Instructions for the task ▸ Scale the listing below, starting with the line containing "Return the outline of every instance of the narrow" and going on through the line containing "960 466 L 1094", by writing out all of those lines again, requests included. In the answers only, multiply every number (the viewBox size and the path coordinates) by 0.25 and round it to a whole number, with halves rounded up.

Rows ▸
......
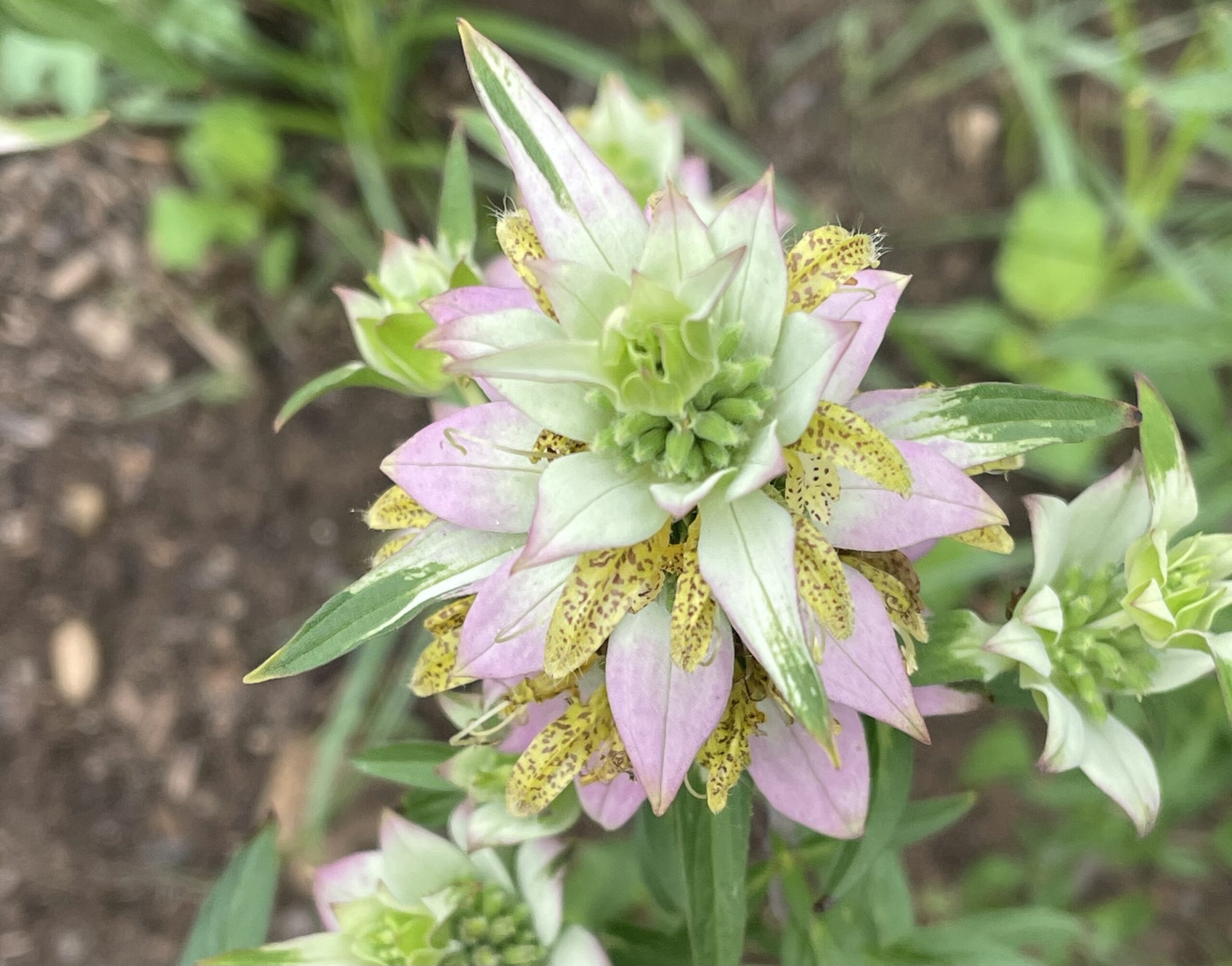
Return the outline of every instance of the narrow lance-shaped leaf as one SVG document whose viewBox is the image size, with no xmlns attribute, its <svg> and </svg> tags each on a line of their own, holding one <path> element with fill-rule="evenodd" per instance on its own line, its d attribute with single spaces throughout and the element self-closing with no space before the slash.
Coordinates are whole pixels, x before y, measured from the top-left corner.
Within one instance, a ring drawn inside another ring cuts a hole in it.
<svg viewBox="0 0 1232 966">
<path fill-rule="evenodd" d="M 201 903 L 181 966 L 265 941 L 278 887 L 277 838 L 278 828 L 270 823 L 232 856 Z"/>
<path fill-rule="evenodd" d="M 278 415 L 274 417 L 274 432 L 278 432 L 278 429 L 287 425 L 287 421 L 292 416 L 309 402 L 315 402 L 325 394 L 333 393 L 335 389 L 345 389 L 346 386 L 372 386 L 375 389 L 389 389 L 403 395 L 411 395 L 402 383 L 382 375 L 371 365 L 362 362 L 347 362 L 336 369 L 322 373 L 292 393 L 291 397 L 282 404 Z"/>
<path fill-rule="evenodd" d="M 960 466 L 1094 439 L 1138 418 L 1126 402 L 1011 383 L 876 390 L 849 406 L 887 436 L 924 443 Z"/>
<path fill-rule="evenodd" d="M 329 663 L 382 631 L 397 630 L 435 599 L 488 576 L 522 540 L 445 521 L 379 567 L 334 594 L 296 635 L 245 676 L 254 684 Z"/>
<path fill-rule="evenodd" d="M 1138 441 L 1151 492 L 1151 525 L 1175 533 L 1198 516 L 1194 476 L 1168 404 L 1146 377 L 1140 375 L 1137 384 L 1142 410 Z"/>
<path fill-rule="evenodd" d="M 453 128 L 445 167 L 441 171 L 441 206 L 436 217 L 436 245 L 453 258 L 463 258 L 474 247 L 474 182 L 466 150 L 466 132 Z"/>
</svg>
......
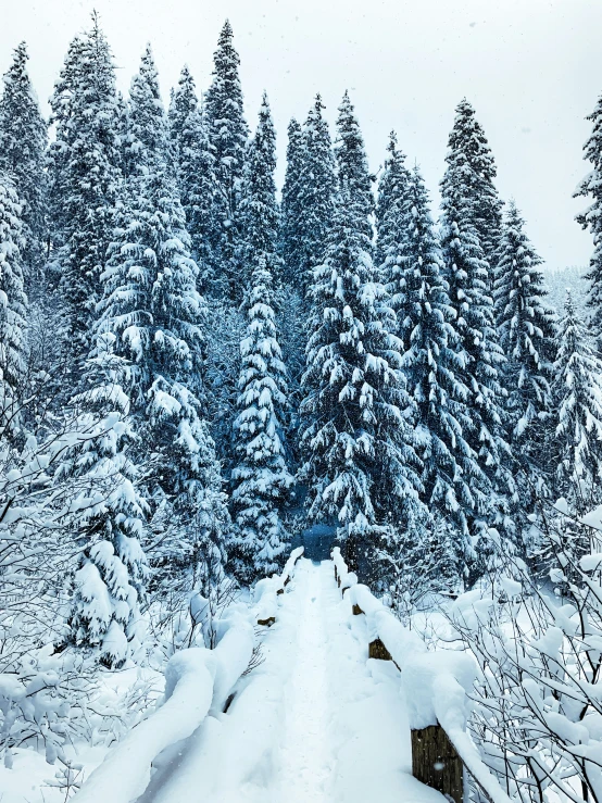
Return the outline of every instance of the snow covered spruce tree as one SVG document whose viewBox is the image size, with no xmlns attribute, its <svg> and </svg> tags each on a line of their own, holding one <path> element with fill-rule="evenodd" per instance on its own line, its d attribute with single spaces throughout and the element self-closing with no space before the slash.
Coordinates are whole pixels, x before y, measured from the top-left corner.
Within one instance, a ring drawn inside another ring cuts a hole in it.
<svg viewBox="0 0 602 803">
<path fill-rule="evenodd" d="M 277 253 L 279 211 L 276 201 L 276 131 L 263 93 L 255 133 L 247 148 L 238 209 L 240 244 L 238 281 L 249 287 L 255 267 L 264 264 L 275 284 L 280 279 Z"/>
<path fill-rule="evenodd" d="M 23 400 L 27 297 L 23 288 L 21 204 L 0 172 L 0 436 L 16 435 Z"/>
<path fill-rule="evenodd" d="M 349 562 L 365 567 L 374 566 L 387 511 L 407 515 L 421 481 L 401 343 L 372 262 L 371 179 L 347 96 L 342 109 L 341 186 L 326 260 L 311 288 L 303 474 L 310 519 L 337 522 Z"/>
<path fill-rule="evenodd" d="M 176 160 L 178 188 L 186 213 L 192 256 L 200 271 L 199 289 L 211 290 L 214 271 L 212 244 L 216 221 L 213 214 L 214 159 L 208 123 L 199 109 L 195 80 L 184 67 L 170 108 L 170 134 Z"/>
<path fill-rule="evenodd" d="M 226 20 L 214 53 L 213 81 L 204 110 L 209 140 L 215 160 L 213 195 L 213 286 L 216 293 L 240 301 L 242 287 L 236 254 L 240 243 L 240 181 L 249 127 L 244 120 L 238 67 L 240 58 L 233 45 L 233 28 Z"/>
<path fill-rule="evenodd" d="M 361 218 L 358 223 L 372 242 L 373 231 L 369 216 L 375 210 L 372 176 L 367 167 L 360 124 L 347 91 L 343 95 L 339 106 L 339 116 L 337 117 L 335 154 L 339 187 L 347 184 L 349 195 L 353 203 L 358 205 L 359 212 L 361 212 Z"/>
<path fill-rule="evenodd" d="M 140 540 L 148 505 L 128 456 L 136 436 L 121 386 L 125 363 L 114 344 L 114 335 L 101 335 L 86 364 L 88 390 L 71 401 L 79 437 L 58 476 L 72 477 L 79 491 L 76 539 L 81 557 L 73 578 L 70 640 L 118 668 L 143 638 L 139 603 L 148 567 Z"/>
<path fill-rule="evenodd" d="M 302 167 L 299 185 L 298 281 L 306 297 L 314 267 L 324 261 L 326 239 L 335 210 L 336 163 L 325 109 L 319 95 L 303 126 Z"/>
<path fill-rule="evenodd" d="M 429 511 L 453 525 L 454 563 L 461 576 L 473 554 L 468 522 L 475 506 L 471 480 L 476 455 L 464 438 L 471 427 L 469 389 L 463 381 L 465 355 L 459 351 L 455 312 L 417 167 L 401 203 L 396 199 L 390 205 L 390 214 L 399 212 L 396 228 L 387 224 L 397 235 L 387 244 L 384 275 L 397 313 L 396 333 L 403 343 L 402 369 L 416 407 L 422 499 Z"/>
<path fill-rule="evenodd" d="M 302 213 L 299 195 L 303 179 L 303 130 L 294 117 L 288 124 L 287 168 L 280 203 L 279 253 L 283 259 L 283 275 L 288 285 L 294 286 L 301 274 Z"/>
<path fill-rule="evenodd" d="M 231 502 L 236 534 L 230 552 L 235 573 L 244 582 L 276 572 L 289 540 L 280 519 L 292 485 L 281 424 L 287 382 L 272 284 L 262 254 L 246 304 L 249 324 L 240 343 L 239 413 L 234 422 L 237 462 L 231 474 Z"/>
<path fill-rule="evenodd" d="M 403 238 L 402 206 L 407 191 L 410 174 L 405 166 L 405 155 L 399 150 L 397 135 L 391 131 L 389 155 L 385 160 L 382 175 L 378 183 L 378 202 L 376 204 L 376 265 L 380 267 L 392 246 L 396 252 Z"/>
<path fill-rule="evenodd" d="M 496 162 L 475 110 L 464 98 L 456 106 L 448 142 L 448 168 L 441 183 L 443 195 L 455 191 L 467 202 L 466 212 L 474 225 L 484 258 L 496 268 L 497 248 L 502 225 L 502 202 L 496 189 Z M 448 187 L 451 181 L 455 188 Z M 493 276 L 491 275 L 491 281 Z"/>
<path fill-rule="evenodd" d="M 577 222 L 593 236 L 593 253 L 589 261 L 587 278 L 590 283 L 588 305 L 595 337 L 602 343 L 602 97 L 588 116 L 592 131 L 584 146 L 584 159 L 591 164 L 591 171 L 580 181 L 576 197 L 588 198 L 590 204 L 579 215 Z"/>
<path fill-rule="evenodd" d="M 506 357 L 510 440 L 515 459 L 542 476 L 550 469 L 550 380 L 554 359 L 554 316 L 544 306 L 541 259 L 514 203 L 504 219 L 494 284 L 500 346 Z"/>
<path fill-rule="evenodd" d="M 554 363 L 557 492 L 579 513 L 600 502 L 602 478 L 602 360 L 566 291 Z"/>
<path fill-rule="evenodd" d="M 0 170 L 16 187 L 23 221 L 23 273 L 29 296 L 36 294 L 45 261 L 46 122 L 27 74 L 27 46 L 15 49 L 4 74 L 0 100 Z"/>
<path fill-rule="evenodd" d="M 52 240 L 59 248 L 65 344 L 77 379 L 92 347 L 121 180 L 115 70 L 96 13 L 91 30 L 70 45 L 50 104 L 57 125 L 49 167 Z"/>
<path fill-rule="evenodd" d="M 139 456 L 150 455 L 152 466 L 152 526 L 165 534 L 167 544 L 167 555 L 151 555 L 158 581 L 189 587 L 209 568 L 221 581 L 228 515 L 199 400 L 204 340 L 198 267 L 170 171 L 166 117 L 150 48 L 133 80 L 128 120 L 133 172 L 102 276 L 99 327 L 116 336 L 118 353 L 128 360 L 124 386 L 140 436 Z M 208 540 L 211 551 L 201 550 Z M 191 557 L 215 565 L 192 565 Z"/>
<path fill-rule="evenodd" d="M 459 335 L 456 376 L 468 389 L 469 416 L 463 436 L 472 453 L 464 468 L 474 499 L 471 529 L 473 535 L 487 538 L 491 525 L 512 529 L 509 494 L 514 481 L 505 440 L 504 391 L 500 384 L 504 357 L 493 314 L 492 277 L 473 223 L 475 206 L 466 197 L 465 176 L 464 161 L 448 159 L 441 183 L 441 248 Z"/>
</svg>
......
Written response ▸
Return the outline of every instance of the narrow lance-shaped leaf as one SVG document whose viewBox is the image size, with no xmlns attribute, its <svg> and </svg> tags each on a line of their own, holding one <path> element with fill-rule="evenodd" per instance on its own line, its d attribute with single spaces throughout and the element self-closing with no space before the slash.
Coordinates are whole pixels, x before y, measured from the top-left corner.
Within one instance, a ring drawn inside another ring cuts a hole in it.
<svg viewBox="0 0 308 242">
<path fill-rule="evenodd" d="M 50 226 L 45 242 L 66 235 L 70 222 L 69 210 L 70 207 L 68 206 L 58 214 Z"/>
<path fill-rule="evenodd" d="M 70 104 L 69 104 L 69 108 L 70 108 L 70 107 L 72 106 L 72 105 L 73 104 L 77 101 L 79 101 L 81 99 L 83 98 L 84 97 L 86 97 L 87 97 L 93 97 L 94 97 L 97 97 L 101 99 L 103 99 L 101 96 L 96 94 L 93 91 L 91 91 L 87 91 L 84 92 L 81 93 L 73 98 L 73 99 L 71 101 Z"/>
<path fill-rule="evenodd" d="M 240 117 L 274 110 L 285 105 L 282 101 L 253 96 L 219 98 L 212 102 L 222 109 L 231 111 Z"/>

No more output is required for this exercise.